What the task asks
Please return the lines, both ends included, that run from the one containing "Target: green hill" to the last line of the data below, exactly and alone.

Data excerpts
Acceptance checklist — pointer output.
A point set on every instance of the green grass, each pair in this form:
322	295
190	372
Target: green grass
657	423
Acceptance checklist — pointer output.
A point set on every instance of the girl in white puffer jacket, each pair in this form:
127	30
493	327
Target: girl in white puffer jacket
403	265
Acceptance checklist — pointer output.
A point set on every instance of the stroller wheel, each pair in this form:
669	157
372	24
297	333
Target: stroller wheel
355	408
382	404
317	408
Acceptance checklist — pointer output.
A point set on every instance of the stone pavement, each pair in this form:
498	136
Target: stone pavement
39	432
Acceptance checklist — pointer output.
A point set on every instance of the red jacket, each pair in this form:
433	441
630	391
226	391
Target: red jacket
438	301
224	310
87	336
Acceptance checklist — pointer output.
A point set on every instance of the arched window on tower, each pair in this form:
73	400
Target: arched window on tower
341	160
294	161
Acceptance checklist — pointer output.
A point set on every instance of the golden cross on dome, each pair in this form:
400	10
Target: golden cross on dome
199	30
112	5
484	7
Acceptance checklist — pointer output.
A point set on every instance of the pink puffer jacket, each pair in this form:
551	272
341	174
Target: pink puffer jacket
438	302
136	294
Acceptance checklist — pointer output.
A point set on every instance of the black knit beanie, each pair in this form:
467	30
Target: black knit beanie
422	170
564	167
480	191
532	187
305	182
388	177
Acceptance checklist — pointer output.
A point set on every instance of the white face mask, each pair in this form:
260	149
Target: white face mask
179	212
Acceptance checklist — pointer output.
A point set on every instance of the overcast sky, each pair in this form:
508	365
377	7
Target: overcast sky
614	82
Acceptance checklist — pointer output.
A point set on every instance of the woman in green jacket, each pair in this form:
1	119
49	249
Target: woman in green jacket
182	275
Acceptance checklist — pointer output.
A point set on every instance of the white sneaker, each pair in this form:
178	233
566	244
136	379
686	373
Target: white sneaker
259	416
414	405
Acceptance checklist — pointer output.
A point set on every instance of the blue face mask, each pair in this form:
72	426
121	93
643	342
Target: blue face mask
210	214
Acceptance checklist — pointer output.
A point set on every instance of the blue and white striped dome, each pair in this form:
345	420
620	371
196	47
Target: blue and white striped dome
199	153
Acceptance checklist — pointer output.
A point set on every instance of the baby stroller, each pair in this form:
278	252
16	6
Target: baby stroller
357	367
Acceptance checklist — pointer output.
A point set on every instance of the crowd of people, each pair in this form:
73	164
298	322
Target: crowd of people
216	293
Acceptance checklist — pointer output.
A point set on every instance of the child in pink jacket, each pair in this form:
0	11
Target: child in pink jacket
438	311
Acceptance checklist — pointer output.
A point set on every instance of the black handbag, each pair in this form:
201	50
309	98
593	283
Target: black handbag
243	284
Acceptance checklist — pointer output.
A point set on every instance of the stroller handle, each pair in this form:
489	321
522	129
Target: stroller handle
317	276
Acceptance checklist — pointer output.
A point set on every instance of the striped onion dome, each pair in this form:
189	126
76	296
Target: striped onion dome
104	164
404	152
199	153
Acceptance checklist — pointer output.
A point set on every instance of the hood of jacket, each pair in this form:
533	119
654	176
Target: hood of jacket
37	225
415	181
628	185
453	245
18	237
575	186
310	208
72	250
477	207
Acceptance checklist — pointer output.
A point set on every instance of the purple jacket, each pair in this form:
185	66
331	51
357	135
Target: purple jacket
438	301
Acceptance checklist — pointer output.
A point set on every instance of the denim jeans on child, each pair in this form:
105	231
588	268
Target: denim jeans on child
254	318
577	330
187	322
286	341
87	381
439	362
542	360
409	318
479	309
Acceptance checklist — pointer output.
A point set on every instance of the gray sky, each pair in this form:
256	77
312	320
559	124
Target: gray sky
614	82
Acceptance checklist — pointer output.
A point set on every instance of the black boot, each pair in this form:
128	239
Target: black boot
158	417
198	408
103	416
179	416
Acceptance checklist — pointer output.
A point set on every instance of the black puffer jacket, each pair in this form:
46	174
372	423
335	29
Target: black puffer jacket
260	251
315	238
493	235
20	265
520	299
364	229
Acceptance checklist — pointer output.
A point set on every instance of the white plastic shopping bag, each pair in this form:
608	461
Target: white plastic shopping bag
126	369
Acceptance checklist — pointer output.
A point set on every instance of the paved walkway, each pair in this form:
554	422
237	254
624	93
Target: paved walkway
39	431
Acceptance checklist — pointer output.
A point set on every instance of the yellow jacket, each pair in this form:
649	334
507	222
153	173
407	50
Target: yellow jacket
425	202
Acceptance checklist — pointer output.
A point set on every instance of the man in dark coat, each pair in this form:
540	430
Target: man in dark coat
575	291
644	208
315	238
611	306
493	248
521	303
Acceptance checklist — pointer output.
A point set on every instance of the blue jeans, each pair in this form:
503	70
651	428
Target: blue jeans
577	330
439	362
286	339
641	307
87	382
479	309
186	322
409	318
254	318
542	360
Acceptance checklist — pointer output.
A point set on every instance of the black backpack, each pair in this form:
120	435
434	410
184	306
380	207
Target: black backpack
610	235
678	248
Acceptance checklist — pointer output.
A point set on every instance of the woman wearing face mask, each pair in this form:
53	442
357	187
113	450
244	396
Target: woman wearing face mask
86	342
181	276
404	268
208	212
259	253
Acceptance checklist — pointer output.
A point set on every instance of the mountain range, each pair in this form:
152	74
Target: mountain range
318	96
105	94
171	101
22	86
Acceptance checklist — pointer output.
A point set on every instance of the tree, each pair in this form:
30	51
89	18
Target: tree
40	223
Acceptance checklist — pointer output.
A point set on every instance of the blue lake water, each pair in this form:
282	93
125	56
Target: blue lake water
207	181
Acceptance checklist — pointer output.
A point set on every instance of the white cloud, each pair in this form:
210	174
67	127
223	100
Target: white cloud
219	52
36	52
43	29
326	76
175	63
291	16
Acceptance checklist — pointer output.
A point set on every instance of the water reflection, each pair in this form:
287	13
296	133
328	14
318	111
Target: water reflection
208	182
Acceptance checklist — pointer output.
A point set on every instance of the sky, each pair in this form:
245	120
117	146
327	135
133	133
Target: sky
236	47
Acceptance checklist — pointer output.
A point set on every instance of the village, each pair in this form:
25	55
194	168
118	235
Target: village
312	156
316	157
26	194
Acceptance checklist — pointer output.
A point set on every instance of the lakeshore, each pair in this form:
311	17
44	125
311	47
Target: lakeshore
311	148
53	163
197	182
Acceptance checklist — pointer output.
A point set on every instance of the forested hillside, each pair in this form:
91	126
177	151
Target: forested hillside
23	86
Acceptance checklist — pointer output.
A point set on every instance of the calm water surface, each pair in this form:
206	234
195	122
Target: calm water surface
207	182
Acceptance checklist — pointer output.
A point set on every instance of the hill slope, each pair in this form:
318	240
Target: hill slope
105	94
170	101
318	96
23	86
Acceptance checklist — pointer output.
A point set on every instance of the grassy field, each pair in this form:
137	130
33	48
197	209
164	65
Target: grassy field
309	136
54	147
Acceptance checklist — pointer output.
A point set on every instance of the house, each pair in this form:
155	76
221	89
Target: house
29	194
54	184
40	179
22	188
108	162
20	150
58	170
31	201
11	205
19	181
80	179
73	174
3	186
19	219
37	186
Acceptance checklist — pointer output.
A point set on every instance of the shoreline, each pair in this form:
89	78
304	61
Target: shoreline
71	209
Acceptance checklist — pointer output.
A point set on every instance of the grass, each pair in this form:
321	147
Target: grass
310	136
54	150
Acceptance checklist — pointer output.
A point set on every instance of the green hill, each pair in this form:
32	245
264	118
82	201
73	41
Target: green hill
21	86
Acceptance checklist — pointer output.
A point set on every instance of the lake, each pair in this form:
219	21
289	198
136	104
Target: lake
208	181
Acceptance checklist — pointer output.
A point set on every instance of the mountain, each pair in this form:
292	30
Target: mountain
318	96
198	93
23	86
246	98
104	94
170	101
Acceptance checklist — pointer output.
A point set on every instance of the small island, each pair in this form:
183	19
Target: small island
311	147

Answer space
Target: green hill
21	86
Acceptance checklist — pointer output.
A point set on every instance of the lake, each pair in this form:
219	21
289	198
136	104
Target: lake
208	181
Acceptance checklist — pointer output.
A point set on every instance of the mountain, each pair in this form:
292	30
Target: mountain
318	96
198	93
23	86
246	98
104	94
170	101
Acceptance checklist — pointer output.
A point set on every instance of the small island, each pair in this form:
183	19
Target: small island
311	147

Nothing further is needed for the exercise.